→ **What you should do**: Retype only the lines running from the beginning of the entries below to the line with "written like (763,5).", both included. Do not include pictures.

──────

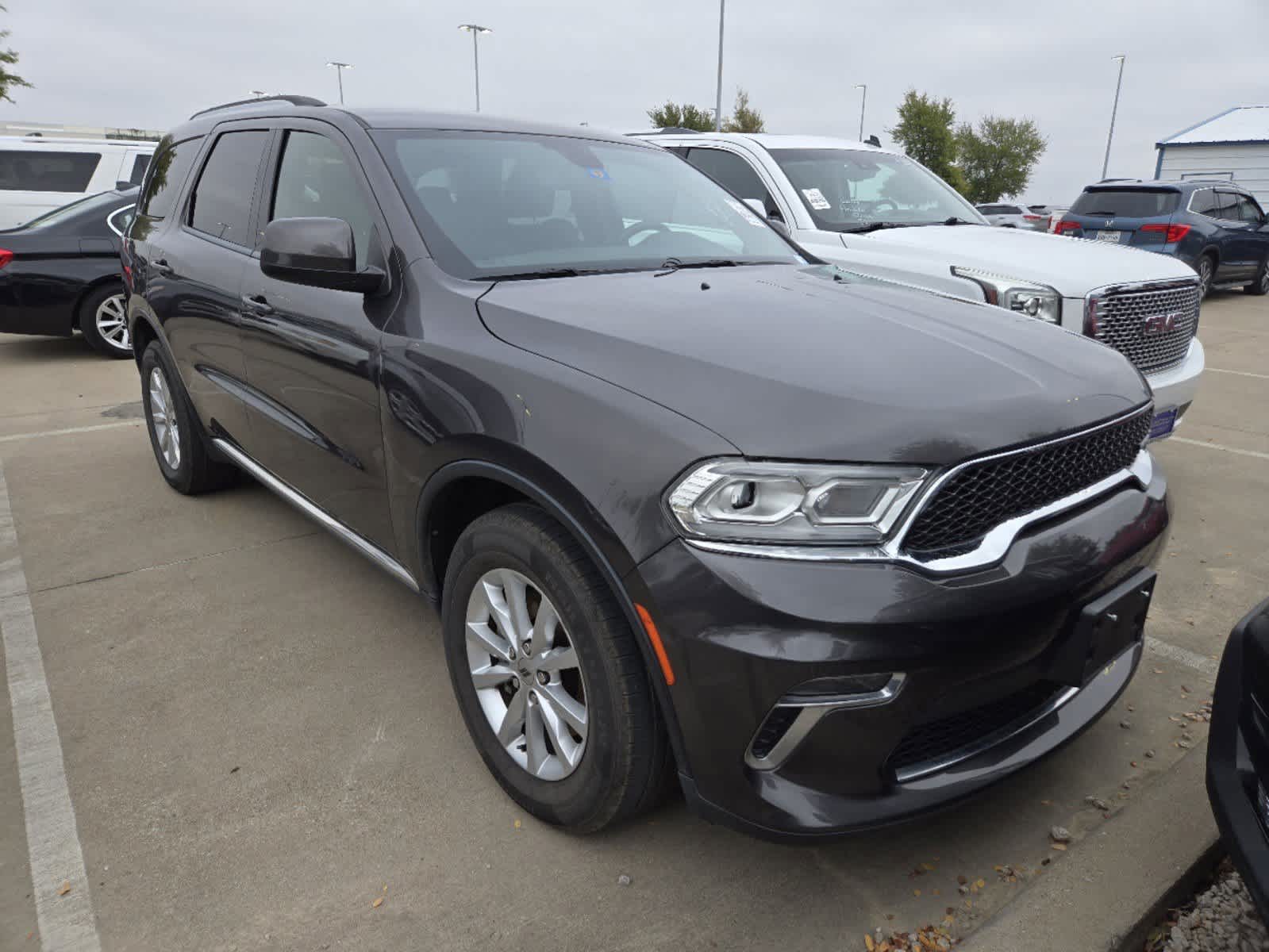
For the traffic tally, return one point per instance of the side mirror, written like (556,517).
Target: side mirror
(316,251)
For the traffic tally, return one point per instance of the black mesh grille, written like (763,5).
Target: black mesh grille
(1152,327)
(983,495)
(940,739)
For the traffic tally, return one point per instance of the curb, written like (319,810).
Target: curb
(1117,881)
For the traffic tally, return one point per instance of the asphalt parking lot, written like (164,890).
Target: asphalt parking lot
(259,738)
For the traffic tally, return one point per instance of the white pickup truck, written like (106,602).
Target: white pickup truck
(877,213)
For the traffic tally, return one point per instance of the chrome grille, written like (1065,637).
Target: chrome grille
(1152,327)
(980,495)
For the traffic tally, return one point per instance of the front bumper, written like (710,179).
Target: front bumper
(1237,761)
(741,632)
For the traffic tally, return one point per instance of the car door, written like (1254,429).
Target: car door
(313,355)
(193,259)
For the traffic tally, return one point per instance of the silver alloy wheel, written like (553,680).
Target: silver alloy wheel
(163,413)
(112,323)
(525,673)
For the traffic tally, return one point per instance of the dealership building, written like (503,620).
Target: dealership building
(1234,145)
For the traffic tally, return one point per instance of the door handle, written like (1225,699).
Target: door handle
(256,304)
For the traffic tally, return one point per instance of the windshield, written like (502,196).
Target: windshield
(845,190)
(1126,202)
(498,205)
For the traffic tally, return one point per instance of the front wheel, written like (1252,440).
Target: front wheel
(548,676)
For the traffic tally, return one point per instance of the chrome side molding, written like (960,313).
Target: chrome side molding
(316,513)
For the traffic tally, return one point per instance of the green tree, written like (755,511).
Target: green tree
(925,132)
(744,117)
(8,57)
(680,116)
(998,156)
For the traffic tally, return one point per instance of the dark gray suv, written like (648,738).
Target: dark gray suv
(692,505)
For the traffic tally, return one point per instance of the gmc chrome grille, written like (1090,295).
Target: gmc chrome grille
(1152,327)
(980,495)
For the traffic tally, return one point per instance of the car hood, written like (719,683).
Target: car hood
(786,362)
(1074,267)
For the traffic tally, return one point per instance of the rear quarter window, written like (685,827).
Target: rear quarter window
(34,171)
(1127,203)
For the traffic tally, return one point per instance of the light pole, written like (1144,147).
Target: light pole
(722,8)
(1106,162)
(475,29)
(339,71)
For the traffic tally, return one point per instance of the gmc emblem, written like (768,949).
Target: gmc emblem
(1160,323)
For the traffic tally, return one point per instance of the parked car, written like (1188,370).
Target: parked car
(688,499)
(1237,752)
(60,273)
(40,175)
(1215,226)
(877,213)
(1012,216)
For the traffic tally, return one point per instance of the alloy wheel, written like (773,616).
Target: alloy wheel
(112,323)
(525,673)
(163,414)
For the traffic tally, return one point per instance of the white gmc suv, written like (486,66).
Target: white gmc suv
(877,213)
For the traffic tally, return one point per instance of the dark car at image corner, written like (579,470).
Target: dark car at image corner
(1237,752)
(690,501)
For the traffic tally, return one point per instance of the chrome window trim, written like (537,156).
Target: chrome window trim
(994,545)
(971,750)
(809,714)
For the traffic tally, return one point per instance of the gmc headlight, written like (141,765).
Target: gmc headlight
(806,503)
(1019,296)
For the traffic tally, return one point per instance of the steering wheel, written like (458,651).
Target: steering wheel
(640,228)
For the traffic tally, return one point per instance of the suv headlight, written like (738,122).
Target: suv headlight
(806,503)
(1019,296)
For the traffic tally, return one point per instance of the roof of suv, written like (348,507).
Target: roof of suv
(379,118)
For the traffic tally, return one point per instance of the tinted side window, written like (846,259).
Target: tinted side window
(1249,209)
(733,173)
(1203,202)
(171,169)
(139,169)
(221,205)
(315,181)
(33,171)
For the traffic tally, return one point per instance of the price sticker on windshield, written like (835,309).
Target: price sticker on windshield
(816,200)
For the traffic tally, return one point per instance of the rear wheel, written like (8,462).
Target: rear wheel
(103,321)
(1260,285)
(178,441)
(548,676)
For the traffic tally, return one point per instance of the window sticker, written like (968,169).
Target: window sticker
(816,200)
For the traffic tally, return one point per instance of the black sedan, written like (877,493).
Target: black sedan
(1237,752)
(60,272)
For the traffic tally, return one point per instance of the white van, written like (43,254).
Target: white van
(40,175)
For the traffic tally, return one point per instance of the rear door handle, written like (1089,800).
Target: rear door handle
(256,304)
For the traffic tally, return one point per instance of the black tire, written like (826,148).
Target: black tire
(192,470)
(98,313)
(1206,268)
(626,759)
(1260,285)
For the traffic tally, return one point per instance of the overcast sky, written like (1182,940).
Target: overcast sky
(152,63)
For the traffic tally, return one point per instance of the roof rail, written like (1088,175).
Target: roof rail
(292,99)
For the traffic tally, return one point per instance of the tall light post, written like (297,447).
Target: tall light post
(339,71)
(722,8)
(1106,163)
(475,29)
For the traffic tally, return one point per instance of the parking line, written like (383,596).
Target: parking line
(1256,454)
(1183,657)
(63,916)
(69,431)
(1239,374)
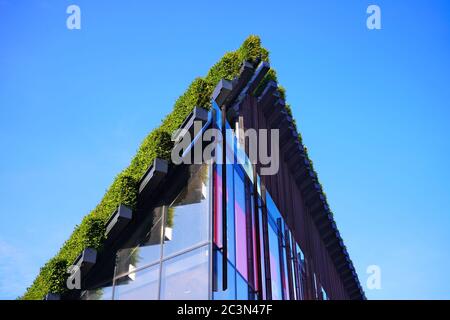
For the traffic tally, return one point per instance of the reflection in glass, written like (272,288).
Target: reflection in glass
(186,220)
(219,294)
(141,285)
(104,293)
(144,248)
(243,291)
(274,254)
(241,229)
(186,276)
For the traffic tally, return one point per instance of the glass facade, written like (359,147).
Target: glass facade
(177,252)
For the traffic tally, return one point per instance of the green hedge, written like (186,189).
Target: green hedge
(124,189)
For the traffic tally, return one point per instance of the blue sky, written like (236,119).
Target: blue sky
(373,108)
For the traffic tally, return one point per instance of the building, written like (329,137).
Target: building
(218,228)
(266,237)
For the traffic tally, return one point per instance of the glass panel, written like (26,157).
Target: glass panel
(275,270)
(186,222)
(141,285)
(261,253)
(230,293)
(104,293)
(185,277)
(242,289)
(230,210)
(255,282)
(241,225)
(148,250)
(218,206)
(284,262)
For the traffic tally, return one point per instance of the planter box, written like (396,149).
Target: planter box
(198,115)
(52,296)
(118,221)
(86,260)
(154,175)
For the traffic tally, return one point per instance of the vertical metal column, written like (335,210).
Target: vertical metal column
(224,202)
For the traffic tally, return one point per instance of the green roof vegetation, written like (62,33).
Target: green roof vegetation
(124,190)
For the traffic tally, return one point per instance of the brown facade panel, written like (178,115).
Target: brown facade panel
(288,197)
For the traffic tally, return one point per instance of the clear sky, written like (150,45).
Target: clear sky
(373,107)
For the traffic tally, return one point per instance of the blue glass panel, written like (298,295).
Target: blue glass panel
(242,289)
(185,276)
(187,219)
(219,294)
(275,269)
(141,285)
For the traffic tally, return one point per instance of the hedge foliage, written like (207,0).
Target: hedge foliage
(124,189)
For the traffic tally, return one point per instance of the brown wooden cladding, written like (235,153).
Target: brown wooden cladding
(288,198)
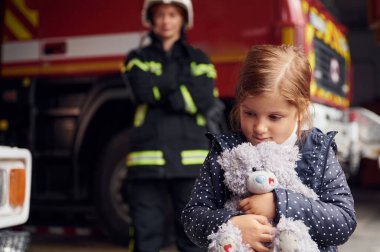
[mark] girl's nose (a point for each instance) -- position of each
(260, 128)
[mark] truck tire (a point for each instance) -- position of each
(110, 194)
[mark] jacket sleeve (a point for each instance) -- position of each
(204, 212)
(331, 218)
(145, 78)
(195, 92)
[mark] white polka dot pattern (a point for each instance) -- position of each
(331, 218)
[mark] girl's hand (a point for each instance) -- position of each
(261, 204)
(255, 230)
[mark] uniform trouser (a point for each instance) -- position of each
(149, 210)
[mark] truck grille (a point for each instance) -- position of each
(330, 68)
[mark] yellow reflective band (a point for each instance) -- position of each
(216, 92)
(200, 69)
(148, 66)
(140, 114)
(193, 157)
(148, 157)
(155, 67)
(17, 28)
(156, 93)
(138, 63)
(189, 103)
(201, 120)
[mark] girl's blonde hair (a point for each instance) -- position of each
(269, 68)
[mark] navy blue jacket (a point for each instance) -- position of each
(331, 219)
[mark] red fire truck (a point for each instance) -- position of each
(62, 95)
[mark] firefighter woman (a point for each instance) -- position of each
(173, 86)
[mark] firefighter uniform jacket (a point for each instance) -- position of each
(172, 91)
(331, 218)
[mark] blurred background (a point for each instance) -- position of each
(62, 97)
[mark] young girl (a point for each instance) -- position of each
(272, 99)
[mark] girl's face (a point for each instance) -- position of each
(167, 21)
(267, 117)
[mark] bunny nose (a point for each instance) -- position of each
(260, 179)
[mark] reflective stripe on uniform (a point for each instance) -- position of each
(189, 103)
(156, 93)
(148, 157)
(193, 157)
(201, 120)
(147, 66)
(140, 114)
(216, 92)
(200, 69)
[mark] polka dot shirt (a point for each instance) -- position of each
(331, 219)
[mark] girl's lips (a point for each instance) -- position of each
(258, 139)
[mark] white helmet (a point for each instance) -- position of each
(185, 4)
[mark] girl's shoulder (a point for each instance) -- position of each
(227, 140)
(315, 138)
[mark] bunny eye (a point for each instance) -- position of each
(260, 179)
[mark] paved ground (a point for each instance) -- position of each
(366, 237)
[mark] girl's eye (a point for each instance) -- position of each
(248, 113)
(275, 117)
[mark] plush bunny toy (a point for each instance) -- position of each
(259, 169)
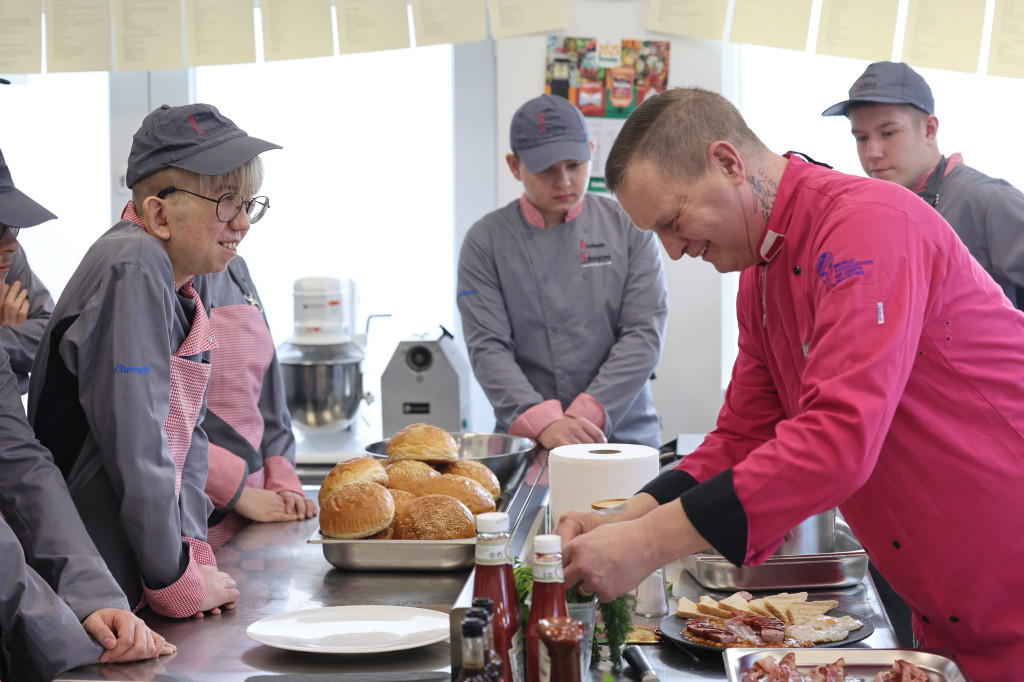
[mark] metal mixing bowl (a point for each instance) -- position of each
(502, 453)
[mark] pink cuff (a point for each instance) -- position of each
(538, 418)
(225, 477)
(280, 475)
(589, 408)
(184, 596)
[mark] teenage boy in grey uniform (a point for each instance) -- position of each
(119, 386)
(563, 300)
(892, 116)
(26, 306)
(54, 589)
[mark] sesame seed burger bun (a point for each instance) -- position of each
(423, 442)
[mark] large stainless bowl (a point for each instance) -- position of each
(502, 453)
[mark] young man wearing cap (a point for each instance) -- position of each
(563, 300)
(54, 589)
(892, 116)
(119, 386)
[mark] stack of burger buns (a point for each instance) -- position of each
(424, 492)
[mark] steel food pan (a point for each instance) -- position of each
(843, 567)
(502, 453)
(397, 554)
(940, 665)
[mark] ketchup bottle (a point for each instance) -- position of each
(494, 580)
(548, 600)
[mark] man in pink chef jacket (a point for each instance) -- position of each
(880, 370)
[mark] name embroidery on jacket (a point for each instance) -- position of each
(834, 272)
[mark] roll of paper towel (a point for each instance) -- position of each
(584, 473)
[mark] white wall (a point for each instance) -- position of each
(687, 391)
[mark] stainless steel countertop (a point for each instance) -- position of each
(279, 572)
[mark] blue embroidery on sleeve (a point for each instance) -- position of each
(128, 369)
(833, 272)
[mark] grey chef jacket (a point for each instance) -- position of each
(22, 340)
(51, 577)
(98, 396)
(552, 312)
(988, 216)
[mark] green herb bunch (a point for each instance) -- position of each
(616, 615)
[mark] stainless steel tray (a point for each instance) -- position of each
(940, 665)
(843, 567)
(397, 554)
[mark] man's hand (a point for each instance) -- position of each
(125, 636)
(220, 591)
(297, 504)
(568, 431)
(260, 505)
(13, 304)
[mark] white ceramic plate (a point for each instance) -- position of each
(351, 629)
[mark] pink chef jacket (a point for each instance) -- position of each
(880, 370)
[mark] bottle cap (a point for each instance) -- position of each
(548, 544)
(493, 522)
(472, 628)
(486, 603)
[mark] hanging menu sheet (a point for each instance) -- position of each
(437, 22)
(368, 26)
(858, 29)
(696, 18)
(219, 32)
(1006, 56)
(771, 23)
(521, 17)
(944, 34)
(20, 37)
(297, 29)
(78, 35)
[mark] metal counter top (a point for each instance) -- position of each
(279, 572)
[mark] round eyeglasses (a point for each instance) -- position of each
(228, 205)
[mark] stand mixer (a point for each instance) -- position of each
(321, 364)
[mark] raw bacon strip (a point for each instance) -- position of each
(704, 628)
(832, 673)
(902, 671)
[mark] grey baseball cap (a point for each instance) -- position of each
(196, 137)
(16, 209)
(547, 130)
(887, 83)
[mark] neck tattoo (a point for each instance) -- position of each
(765, 190)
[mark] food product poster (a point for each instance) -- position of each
(606, 79)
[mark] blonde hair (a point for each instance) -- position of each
(674, 130)
(248, 178)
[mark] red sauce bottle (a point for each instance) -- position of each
(548, 600)
(561, 639)
(493, 579)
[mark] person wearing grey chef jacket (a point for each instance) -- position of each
(59, 606)
(563, 301)
(879, 370)
(118, 391)
(26, 306)
(252, 449)
(892, 118)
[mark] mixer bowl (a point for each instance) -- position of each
(323, 384)
(502, 453)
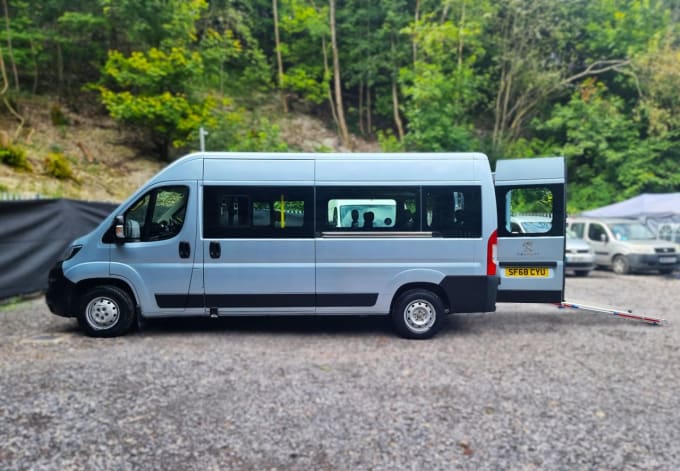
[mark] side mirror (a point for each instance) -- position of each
(120, 228)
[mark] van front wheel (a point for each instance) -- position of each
(621, 265)
(106, 311)
(418, 314)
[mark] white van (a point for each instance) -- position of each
(221, 234)
(625, 245)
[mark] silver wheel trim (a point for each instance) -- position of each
(102, 313)
(420, 316)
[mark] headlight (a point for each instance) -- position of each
(71, 252)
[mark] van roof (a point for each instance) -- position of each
(339, 155)
(602, 220)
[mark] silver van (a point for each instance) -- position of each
(222, 234)
(625, 245)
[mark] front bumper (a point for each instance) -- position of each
(59, 295)
(653, 262)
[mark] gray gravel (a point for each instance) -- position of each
(527, 387)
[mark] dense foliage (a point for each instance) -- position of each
(597, 81)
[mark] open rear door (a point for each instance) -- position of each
(530, 195)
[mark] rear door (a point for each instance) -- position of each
(531, 261)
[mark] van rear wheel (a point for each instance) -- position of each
(106, 311)
(418, 314)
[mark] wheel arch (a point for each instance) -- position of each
(436, 289)
(85, 285)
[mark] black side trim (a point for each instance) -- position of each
(182, 301)
(59, 294)
(517, 296)
(259, 300)
(527, 264)
(471, 293)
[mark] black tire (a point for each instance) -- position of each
(106, 311)
(418, 314)
(621, 265)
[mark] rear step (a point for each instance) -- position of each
(626, 315)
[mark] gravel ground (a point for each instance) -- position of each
(526, 387)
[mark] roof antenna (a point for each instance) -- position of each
(201, 134)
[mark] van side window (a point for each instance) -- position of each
(578, 228)
(453, 211)
(351, 208)
(596, 231)
(158, 215)
(257, 212)
(531, 210)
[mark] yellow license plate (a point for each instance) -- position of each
(527, 272)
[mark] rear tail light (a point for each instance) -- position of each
(492, 254)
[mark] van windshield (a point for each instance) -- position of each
(631, 231)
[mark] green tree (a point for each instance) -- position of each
(153, 89)
(443, 88)
(602, 149)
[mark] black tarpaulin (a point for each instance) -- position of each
(35, 233)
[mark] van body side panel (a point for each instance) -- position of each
(361, 267)
(253, 275)
(256, 275)
(531, 261)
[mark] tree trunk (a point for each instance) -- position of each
(326, 73)
(395, 110)
(344, 133)
(361, 108)
(10, 53)
(395, 100)
(414, 44)
(369, 111)
(279, 59)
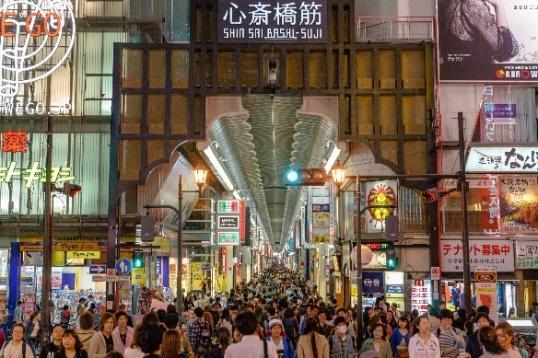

──────

→ **Task response**:
For the traffic tally, return one point per instance of the side mirror, written like (556,517).
Target: side mirror
(316,251)
For the traffic tally, return one point per instance of the black mesh grille, written like (763,5).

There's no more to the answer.